Locate each line in the data below that contains the string "face" and copy those lines. Case counts.

§ Data supplied
________________________________________

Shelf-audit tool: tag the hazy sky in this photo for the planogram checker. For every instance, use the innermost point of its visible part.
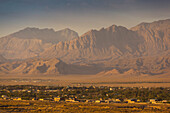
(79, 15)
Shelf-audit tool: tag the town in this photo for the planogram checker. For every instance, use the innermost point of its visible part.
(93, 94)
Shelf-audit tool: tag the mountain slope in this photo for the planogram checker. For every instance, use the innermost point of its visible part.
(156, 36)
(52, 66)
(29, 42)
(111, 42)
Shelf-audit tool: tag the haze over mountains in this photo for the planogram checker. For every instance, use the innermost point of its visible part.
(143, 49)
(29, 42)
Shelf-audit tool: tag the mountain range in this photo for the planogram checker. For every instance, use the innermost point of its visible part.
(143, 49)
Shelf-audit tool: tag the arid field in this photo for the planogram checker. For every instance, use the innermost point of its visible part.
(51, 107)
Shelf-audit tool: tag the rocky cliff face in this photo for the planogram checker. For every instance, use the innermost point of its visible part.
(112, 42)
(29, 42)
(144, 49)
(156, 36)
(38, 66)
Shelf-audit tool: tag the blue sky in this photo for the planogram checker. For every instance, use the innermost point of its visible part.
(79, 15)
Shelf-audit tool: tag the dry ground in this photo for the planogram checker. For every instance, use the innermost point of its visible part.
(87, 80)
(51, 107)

________________________________________

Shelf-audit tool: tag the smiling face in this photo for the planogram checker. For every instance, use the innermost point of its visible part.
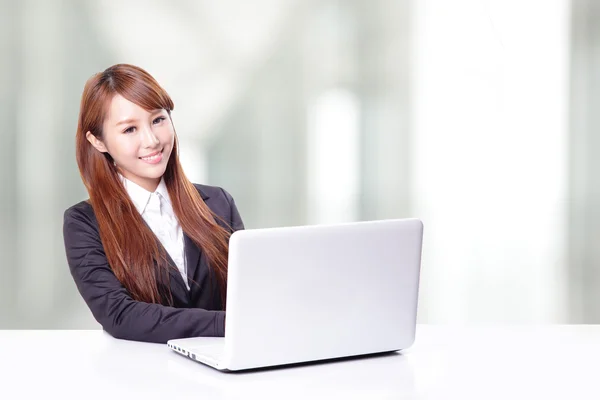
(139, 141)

________________________________________

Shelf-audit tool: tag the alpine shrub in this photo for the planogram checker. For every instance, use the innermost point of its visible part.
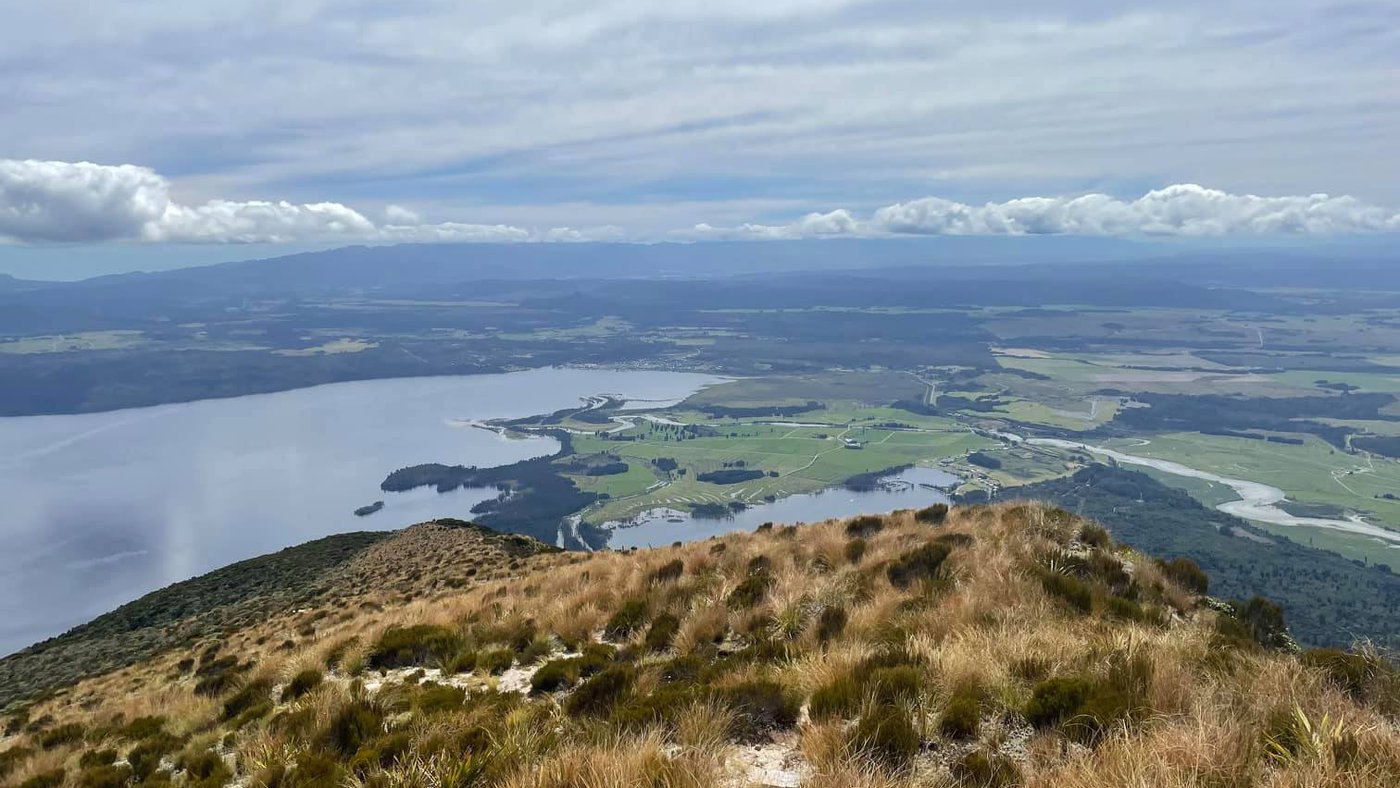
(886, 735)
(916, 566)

________________________________________

§ Answer to the task
Shelf-audit tool: tag the rocky cliff face in this photo for the planogram checker. For every instance, use the innermost point of its visible part.
Shelf-audit tool: tag the smiling face in this photo for the planogram checker. For every instance, use the innermost point of its visible part.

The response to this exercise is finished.